Brief:
Find the line with "query | black shorts", then retype it and each later line through the last, exactly. Leave out pictures.

=== Dataset content ===

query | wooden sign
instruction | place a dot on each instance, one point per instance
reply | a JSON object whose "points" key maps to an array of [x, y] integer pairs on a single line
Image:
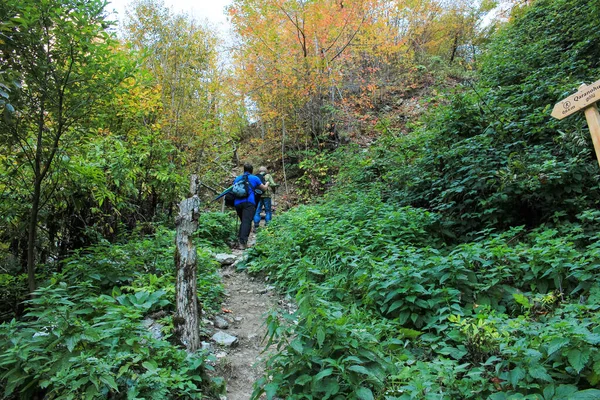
{"points": [[585, 99]]}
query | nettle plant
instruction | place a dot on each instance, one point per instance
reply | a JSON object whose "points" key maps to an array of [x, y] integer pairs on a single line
{"points": [[77, 345]]}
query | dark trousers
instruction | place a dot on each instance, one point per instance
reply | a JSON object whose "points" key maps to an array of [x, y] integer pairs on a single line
{"points": [[246, 212]]}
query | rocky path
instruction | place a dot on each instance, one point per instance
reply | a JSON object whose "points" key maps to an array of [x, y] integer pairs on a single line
{"points": [[247, 301]]}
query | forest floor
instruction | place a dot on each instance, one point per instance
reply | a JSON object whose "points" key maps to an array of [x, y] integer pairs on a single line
{"points": [[246, 304]]}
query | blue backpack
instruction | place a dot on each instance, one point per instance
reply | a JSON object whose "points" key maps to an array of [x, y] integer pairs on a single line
{"points": [[241, 189]]}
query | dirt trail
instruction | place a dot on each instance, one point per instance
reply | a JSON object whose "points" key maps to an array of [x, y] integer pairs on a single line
{"points": [[249, 299]]}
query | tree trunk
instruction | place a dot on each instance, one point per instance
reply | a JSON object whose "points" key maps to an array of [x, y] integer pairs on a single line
{"points": [[33, 217], [283, 154], [186, 320]]}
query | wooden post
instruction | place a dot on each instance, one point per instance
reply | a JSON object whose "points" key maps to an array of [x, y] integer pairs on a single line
{"points": [[585, 98], [593, 119], [186, 320]]}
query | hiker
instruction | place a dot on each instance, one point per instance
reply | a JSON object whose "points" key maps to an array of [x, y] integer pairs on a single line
{"points": [[265, 199], [245, 207]]}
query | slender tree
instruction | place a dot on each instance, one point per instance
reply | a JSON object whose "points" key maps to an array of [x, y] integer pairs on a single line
{"points": [[61, 53]]}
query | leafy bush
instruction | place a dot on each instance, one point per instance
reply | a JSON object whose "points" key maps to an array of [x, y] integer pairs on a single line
{"points": [[75, 345], [490, 155], [385, 306], [216, 230]]}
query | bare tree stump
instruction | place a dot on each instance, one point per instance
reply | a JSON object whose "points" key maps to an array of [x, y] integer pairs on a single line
{"points": [[186, 320]]}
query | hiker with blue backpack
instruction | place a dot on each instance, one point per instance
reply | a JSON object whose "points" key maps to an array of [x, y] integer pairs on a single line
{"points": [[244, 190], [265, 198]]}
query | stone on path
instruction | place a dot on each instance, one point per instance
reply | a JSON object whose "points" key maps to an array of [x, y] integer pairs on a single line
{"points": [[225, 259], [224, 339], [221, 322]]}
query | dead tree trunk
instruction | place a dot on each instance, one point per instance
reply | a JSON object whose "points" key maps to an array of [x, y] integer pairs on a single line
{"points": [[186, 320]]}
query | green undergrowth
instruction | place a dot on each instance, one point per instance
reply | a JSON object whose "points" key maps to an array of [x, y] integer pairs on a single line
{"points": [[388, 311], [459, 260], [83, 336]]}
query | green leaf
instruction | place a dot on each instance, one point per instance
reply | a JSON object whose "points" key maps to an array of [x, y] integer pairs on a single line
{"points": [[589, 394], [320, 336], [364, 393], [360, 369], [296, 344], [271, 390], [539, 372], [109, 380], [515, 376], [395, 305], [151, 366], [302, 380], [323, 374], [557, 344], [578, 359]]}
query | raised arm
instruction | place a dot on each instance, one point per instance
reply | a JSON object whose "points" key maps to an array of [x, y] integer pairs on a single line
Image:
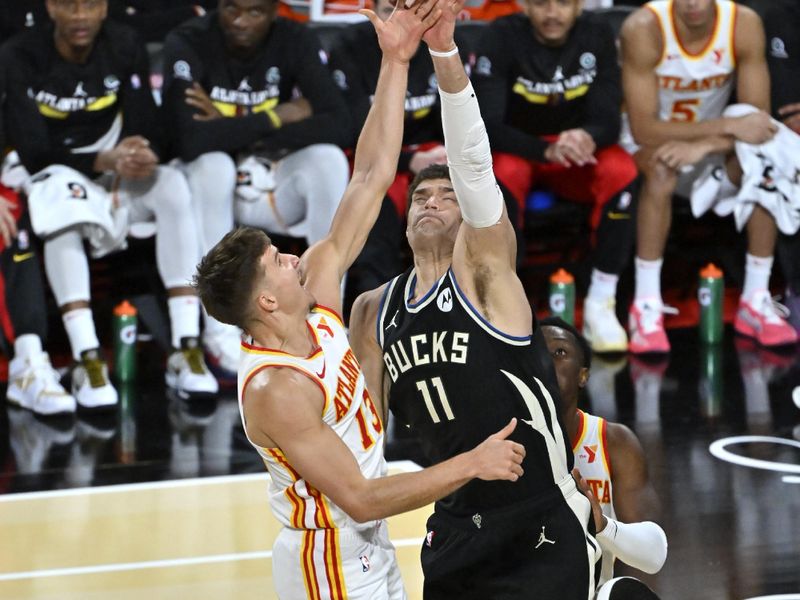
{"points": [[363, 339], [378, 148], [484, 256], [752, 78], [282, 408]]}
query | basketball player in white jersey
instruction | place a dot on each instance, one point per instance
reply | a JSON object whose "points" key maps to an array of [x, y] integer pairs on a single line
{"points": [[681, 61], [611, 462], [302, 395]]}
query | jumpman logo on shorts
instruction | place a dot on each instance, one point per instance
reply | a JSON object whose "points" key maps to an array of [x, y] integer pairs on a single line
{"points": [[543, 540]]}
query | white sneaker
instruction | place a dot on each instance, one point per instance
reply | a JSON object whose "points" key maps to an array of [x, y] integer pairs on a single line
{"points": [[601, 328], [90, 384], [34, 384], [223, 346], [188, 374]]}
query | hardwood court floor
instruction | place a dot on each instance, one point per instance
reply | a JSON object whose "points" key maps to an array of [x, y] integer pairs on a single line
{"points": [[200, 538], [167, 500]]}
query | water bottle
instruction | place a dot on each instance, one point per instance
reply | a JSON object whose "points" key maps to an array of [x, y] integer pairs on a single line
{"points": [[124, 342], [711, 288], [562, 295], [710, 385], [127, 422]]}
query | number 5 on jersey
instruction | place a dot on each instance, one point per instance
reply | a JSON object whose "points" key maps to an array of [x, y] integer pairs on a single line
{"points": [[423, 387], [685, 111]]}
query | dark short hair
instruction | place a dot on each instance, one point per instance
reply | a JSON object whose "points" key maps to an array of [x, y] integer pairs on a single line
{"points": [[580, 341], [429, 172], [227, 274]]}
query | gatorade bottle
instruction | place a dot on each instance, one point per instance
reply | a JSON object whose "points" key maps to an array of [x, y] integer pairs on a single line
{"points": [[711, 287], [124, 342], [710, 386], [127, 422], [562, 295]]}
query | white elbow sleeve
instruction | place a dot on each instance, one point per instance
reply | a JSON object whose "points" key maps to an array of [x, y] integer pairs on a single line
{"points": [[641, 545], [470, 158]]}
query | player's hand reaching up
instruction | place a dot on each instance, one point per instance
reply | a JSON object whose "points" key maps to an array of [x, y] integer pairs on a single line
{"points": [[399, 35], [440, 37], [498, 457]]}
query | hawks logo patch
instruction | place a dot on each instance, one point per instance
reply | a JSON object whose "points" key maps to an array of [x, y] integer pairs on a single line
{"points": [[76, 191]]}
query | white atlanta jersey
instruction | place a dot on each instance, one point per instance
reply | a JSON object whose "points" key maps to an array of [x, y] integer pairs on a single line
{"points": [[348, 410], [592, 460], [695, 87], [321, 553]]}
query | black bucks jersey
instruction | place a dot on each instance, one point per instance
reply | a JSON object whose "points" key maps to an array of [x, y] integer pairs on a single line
{"points": [[456, 380]]}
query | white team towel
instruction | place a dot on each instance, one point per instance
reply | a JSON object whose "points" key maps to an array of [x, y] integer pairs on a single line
{"points": [[61, 197], [771, 178]]}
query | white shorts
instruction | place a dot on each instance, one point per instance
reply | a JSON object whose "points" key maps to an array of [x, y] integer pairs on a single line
{"points": [[328, 564], [106, 209]]}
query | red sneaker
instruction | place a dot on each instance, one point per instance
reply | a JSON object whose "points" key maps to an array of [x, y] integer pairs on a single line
{"points": [[646, 327], [760, 319]]}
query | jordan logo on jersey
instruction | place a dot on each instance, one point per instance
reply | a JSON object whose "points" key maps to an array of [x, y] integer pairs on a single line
{"points": [[393, 322], [445, 300], [543, 539]]}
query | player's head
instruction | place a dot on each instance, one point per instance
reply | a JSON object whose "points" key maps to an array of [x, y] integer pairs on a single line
{"points": [[552, 20], [77, 22], [245, 23], [572, 358], [695, 13], [433, 216], [244, 278]]}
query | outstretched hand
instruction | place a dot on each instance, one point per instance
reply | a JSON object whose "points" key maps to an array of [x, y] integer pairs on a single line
{"points": [[399, 35], [499, 458], [440, 36]]}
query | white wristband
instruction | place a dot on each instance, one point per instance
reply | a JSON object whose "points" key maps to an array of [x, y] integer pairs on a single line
{"points": [[438, 54]]}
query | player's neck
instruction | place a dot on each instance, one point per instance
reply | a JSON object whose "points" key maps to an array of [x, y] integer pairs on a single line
{"points": [[694, 38], [429, 268], [72, 54], [285, 333], [572, 421]]}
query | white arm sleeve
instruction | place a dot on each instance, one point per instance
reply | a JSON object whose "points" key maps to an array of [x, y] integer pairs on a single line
{"points": [[470, 159], [641, 545]]}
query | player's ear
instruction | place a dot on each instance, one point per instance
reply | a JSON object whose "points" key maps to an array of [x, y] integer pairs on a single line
{"points": [[267, 302], [583, 377]]}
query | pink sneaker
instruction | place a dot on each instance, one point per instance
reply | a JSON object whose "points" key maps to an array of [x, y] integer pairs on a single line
{"points": [[760, 319], [646, 327]]}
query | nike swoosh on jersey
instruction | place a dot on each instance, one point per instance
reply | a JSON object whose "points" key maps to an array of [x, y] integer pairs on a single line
{"points": [[23, 257]]}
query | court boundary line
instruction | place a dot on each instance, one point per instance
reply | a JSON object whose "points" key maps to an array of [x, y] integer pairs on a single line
{"points": [[402, 465], [162, 564]]}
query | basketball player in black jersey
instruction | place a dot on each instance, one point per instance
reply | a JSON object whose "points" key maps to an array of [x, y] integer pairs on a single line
{"points": [[455, 343]]}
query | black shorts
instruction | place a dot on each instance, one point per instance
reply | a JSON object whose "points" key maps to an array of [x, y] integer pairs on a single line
{"points": [[515, 553]]}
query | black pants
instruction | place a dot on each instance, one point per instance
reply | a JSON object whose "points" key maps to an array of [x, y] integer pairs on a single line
{"points": [[519, 554], [22, 306]]}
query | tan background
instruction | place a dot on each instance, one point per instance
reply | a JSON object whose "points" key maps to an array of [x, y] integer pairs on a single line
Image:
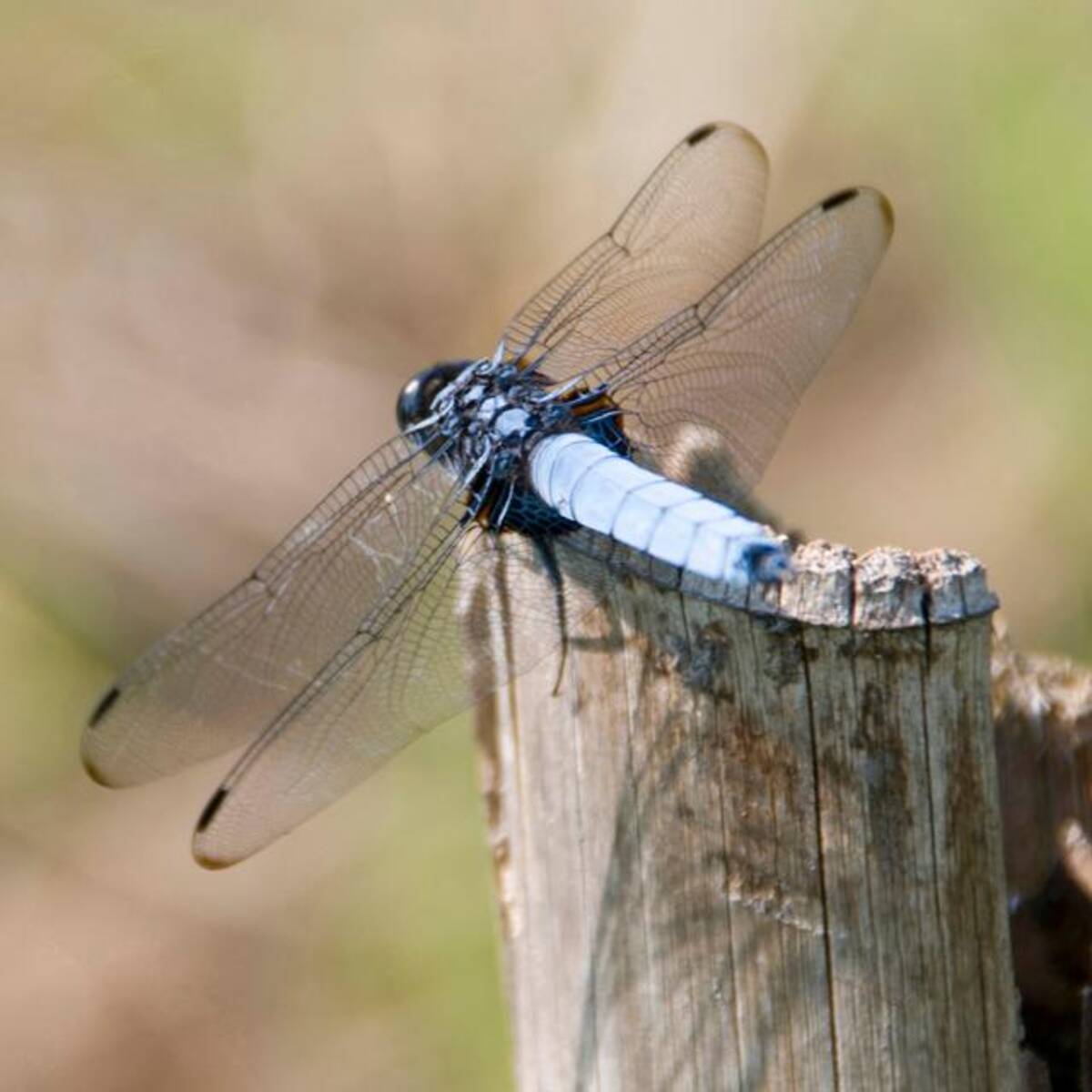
{"points": [[229, 230]]}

===

Task output:
query | black shorts
instruction | place a dot on each instance, one point per instance
reply | a JSON object whose "points" key maps to an array of [x, y] integer pairs on a single line
{"points": [[515, 553]]}
query | black pants
instruction | place a dot on each instance, one point per instance
reply | a JSON object whose "points" key maps to an array of [x, y] integer pairs on a single line
{"points": [[519, 554], [22, 306]]}
query | tan background
instruction | place a dot on each instance, one point per instance
reply | a JSON object whose "points" key maps to an array of [x, y] integer pairs on a single line
Image:
{"points": [[229, 230]]}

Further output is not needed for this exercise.